SOURCE DATA.
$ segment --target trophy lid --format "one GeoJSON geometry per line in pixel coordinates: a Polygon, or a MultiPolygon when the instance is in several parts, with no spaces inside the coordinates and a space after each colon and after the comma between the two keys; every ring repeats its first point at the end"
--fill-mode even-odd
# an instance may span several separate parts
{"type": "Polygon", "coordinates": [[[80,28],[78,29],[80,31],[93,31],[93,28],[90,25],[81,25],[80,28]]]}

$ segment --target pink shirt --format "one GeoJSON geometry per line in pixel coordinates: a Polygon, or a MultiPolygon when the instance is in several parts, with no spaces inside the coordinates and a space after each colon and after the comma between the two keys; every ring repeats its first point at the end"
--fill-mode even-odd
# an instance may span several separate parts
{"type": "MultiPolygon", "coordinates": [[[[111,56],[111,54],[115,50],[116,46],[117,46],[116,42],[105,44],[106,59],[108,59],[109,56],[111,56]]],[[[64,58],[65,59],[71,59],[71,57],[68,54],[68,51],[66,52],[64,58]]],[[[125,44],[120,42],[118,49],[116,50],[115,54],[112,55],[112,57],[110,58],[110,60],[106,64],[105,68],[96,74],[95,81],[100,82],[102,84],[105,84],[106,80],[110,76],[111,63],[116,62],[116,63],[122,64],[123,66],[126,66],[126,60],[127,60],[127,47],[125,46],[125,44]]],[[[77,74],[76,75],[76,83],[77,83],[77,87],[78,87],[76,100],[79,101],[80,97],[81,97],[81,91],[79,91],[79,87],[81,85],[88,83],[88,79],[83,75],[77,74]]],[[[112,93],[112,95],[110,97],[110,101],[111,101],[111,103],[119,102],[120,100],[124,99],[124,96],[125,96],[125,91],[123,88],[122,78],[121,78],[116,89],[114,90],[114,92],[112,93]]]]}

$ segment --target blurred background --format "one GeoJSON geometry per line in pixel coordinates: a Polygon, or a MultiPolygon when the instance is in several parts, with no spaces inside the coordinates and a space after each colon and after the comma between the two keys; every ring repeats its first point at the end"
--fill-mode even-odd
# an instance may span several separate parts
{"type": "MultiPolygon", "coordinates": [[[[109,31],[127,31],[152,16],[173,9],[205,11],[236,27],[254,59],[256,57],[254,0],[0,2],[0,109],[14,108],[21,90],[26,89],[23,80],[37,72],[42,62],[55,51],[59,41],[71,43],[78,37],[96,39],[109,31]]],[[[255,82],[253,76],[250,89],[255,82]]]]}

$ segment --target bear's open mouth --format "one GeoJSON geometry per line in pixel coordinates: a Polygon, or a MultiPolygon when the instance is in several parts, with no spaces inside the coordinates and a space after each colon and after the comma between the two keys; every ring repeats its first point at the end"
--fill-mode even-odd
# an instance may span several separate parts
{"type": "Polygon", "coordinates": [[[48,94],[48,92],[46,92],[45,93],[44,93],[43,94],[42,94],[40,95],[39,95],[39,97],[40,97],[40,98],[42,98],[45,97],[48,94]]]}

TASK DIRECTIONS. Arrange everything from the line containing "segment --target blurred" down to the end of the records as a JSON list of strings, one string per line, leaving out blank lines.

REPLY.
[
  "$ segment --target blurred background --format \"one GeoJSON geometry per line in pixel coordinates: a Polygon, or a MultiPolygon when the instance is in several parts, with no spaces inside the coordinates and a space after each colon and after the comma between the two keys; every ring repeats its first point at the end\"",
  "--fill-mode even-odd",
  "# an instance may span several separate parts",
  "{\"type\": \"MultiPolygon\", \"coordinates\": [[[[109,31],[127,31],[152,16],[173,9],[205,11],[236,27],[254,59],[256,57],[254,0],[0,2],[0,109],[14,108],[21,90],[26,89],[23,80],[37,72],[42,62],[55,51],[59,41],[71,43],[78,37],[96,39],[109,31]]],[[[255,82],[253,76],[250,89],[255,82]]]]}",
  "$ segment --target bear's open mouth --format \"one GeoJSON geometry per line in pixel coordinates: a Polygon, or a MultiPolygon when the instance is in several parts, with no spaces inside the coordinates and a space after each colon and after the comma between the two keys; every ring repeats its first point at the end\"",
  "--fill-mode even-odd",
  "# an instance may span several separate parts",
  "{\"type\": \"Polygon\", \"coordinates\": [[[48,94],[48,92],[46,92],[45,93],[44,93],[43,94],[42,94],[40,95],[39,95],[39,97],[40,97],[40,98],[42,98],[45,97],[48,94]]]}"
]